### WRITTEN PROBLEM
Carry on the text about Henry Vieuxtemps and his Greeting to America, picking up after its last sentence.

### EXCERPT
Henry Vieuxtemps: Greeting to America, Op. 56 (version for violin and orchestra) – full score (NXP008)

Henry Vieuxtemps: Greeting to America, Op. 56 (version for violin and orchestra) – full score (NXP008)

Regular price $47.00 $0.00
Request quote for performance material

Sheet music edition. Choose your format from the selection above.

Instrumentation: 2.2.2.2 - 2.2.3.0 - timp. - violin solo - strings
Duration: 00:12:31
Recording: 8.570974
53 pages

Henry Vieuxtemps wrote several occasional pieces for his three American tours. The Souvenir d’Amérique, Op. 17, mostly a reworking of Yankee Doodle, was written for his first American tour in 1842-1843 and published about 1845, and the Bouquet américain, Op. 33, consisting of six pieces, including a piece based on The Arkansas Traveler, was published about 1855.

Greeting to America, Op. 56, was published posthumously in 1883. The lower strings begin a steady pizzicato, gradually joined by the rest of the orchestra. The soloist enters after a full stop with a stately theme; this eventually resolves to a vigorous Star-Spangled Bannersection. A trill from the soloist and flourishes in the brass announce Yankee Doodle, and after vigorous pyrotechnics The Star-Spangled Banner returns in a blaze of glory.

The composer:
Henry Vieuxtemps, son of a weaver and violin-maker, was born in Verviers, near the Belgian city of Liège, on 17th February 1820, and began violin lessons with his father at the age of four. His talent was immediately evident, and with the support of a local aristocrat he was able to study with a professional violinist, Lecloux-Dejonc.

Charles de Bériot, a leading violin virtuoso of the time, heard him play in 1828 and invited him to study in Brussels. When Bériot travelled to Paris in 1828-1829 Vieuxtemps accompanied him, making his Paris début in February 1829. During an 1830 tour of Germany and Austria, he met the violinist/composer Louis Spohr and heard Beethoven’s Fidelio – both seminal experiences for the young musician.

In March 1834 he played Beethoven’s Violin Concerto at the Vienna Musikverein, only the second time the concerto had been performed publicly since Beethoven’s death. After hearing the fourteen-yearold violinist, Schumann wrote in the Neue Zeitschrift für Musik that Vieuxtemps “holds us in a kind of magic circle that encloses us …”.

(Part of a data file)
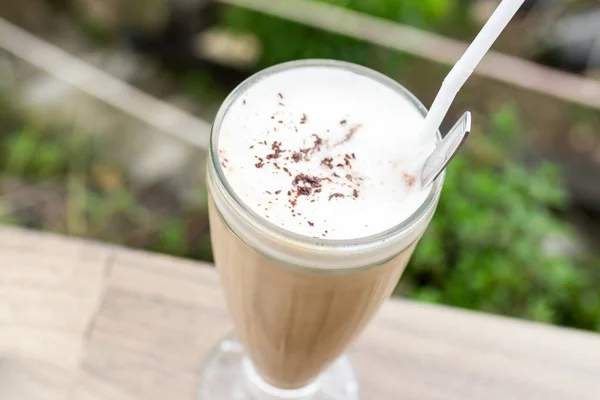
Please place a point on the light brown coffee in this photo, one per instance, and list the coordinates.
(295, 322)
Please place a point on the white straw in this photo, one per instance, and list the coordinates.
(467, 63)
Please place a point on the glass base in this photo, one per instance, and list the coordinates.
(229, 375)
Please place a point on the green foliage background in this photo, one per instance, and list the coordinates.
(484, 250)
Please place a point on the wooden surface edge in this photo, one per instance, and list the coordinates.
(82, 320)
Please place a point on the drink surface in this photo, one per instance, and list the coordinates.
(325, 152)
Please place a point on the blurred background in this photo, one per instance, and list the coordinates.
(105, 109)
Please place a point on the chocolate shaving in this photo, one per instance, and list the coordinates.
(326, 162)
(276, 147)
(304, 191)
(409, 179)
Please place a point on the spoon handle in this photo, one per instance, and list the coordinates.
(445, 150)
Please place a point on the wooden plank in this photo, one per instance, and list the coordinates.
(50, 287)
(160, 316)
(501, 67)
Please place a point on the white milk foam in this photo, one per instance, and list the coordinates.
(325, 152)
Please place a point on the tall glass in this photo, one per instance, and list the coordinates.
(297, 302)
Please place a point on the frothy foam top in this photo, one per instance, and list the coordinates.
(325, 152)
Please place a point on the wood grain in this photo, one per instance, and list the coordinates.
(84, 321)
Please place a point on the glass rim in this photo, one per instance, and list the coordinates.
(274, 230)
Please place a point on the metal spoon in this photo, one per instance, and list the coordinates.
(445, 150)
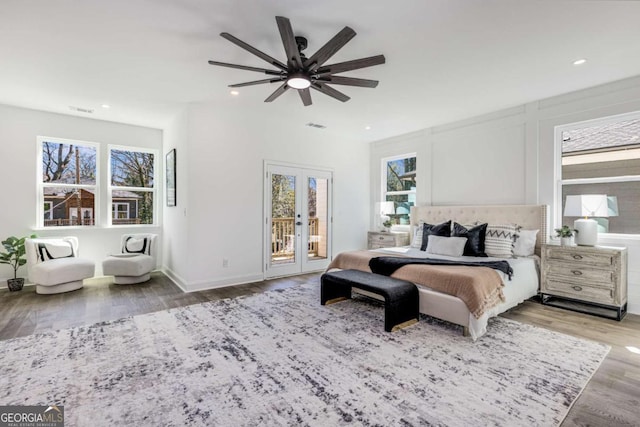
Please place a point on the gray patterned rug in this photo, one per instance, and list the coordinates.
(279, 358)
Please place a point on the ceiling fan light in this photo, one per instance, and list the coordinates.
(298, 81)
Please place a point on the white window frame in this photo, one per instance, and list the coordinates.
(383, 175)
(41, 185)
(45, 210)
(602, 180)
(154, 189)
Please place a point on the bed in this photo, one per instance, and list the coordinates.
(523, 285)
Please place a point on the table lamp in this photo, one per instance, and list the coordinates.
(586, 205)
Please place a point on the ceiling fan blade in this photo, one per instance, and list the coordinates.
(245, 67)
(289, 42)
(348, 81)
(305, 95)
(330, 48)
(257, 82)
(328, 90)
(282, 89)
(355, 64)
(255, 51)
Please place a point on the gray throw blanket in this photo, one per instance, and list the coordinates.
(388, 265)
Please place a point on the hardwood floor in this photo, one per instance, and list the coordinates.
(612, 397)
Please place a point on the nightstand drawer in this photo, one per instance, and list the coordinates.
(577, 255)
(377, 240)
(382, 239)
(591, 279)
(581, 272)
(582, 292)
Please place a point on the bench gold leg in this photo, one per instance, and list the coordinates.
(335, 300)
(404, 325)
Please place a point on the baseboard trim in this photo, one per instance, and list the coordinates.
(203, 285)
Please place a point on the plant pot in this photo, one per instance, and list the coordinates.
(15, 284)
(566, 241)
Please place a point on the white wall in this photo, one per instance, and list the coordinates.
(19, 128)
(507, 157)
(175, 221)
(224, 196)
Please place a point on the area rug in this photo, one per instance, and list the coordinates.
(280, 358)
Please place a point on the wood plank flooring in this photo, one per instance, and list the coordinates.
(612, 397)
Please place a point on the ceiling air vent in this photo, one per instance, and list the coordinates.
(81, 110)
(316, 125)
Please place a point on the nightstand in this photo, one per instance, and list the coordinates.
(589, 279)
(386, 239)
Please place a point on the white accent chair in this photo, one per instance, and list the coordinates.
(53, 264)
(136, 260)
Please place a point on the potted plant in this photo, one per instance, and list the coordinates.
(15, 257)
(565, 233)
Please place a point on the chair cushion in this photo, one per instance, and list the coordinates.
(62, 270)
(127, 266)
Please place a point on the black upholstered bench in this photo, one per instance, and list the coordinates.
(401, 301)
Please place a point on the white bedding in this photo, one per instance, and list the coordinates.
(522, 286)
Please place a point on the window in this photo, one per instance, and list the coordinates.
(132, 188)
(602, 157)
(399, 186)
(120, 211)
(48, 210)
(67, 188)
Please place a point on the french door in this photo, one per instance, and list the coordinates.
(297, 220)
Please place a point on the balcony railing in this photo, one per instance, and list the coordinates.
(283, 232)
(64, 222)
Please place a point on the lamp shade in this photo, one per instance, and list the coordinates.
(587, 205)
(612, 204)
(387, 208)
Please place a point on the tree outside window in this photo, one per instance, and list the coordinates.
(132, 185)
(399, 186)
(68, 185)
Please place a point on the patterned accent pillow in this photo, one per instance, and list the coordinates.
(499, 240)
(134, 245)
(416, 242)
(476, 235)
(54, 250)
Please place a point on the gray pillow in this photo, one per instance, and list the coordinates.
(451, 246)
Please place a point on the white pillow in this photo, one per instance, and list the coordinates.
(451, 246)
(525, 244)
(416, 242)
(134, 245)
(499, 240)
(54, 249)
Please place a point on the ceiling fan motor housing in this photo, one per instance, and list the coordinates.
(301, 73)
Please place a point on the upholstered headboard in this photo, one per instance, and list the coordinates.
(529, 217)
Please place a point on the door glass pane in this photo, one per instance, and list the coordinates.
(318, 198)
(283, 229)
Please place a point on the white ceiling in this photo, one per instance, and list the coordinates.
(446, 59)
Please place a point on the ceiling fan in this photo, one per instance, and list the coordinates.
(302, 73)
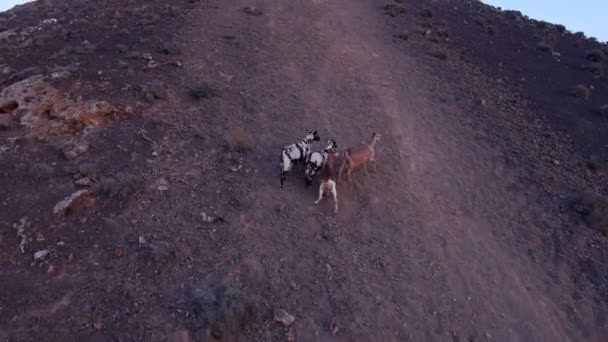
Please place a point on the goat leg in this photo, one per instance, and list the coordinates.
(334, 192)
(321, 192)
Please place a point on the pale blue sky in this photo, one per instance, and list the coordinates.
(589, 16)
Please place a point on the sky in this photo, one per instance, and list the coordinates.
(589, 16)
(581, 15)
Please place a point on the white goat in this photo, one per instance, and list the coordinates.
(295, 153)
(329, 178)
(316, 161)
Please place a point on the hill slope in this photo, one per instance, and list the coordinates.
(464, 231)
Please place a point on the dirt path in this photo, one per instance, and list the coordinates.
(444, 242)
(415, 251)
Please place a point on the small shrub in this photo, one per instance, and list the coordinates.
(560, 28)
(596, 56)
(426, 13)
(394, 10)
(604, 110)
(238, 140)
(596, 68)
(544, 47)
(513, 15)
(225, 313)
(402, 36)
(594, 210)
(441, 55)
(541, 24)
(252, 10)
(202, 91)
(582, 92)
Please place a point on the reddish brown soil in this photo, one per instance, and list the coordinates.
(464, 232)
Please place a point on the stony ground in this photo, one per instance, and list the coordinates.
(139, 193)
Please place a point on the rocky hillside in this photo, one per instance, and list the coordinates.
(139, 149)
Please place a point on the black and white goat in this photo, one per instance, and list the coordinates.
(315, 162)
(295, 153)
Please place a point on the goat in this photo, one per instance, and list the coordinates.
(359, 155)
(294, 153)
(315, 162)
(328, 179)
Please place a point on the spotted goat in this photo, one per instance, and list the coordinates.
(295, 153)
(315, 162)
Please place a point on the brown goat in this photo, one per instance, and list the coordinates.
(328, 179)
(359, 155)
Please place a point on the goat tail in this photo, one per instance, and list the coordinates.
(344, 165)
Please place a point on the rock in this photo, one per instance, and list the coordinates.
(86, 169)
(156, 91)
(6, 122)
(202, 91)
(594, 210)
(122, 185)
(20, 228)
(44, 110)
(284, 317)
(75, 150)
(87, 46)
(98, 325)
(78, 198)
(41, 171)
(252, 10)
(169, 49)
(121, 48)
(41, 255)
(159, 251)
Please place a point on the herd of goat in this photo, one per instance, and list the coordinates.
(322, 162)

### EXERCISE RESPONSE
In 1834 Vieuxtemps heard Nicolò Paganini play in London and wrote that his “admiration increased to the borders of the improbable”, and no doubt the tremendous technique in Vieuxtemps’ work is partly due to the influence of Paganini. Briefly a composition student of Anton Reicha, Vieuxtemps composed the first of his seven violin concertos, the Concerto in F sharp minor, published as No. 2, in 1834.

After touring Belgium and Germany in 1836-1837, he extended his tour to Russia in the spring of 1837, performing often in St Petersburg. He returned to Russia in 1839 with his fellow-countryman, the cellist François Servais. In Russia he completed his Concerto in E major (No. 1), which was much praised by Wagner, Chopin and Berlioz.

In the winter of 1842-1843 Vieuxtemps made his first tour of the United States, and while in America composed Souvenir d’Amérique, Op. 17. In 1844 he married the Viennese pianist Josephine Eder, and two years later accepted the post of court violinist in St Petersburg. Though bound to the Russian court by a six-year contract, he was allowed to give concerts elsewhere during his annual holiday and continued to travel across Europe during this Russian period.

While in Russia, he gave the première of one of his best-known concertos, the Concerto No. 4 in D minor, and formed a string quartet that performed, among other works, Beethoven’s last quartets. Leaving Russia in 1852, Vieuxtemps first settled in Brussels for two years before moving to Dreieichenhain, a town near Frankfurt-am-Main, and this remained his home base for over a decade. During his second (1857) American tour, he performed 75 times in less than three months – a grueling schedule Vieuxtemps later called a “crime against music”.

Nevertheless he kept up a rigorous concert schedule, performing often in Paris, London, Russia (again), Stockholm and numerous other places. Because of an increasingly difficult political situation, he left his home near Frankfurt in 1866 and settled in Paris. His wife died of cholera in 1868, but he hardly paused in his intense concert schedule.

He embarked on his third tour of the United States in 1870, influenced into accepting another tour of the United States in part by the outbreak of the Franco-Prussian War. During this American tour he played 121 concerts in half a year.

In 1871, after having twice before refused formal teaching positions, he finally accepted a post at the Brussels Conservatoire. His most famous pupils were Eugène Ysaÿe and Jenö Hubay. In September 1873, while in France for a charity concert to help casualties of the Franco-Prussian War, he suffered a stroke and lost the use of his right arm. He went to live in Paris with his daughter and son-in-law, gradually returning to composing and even playing (though not publicly).

After an abortive attempt to return to his classes at the Conservatoire, he moved to Mustapha Supérieur in Algeria, where the violinist Wilma Normand-Neruda (the dedicatee of his Sixth Concerto) and his old student Hubay visited him. He remained an active composer almost to the day of his death. In June 1881 he suffered his fourth stroke and died on 6th June 1881.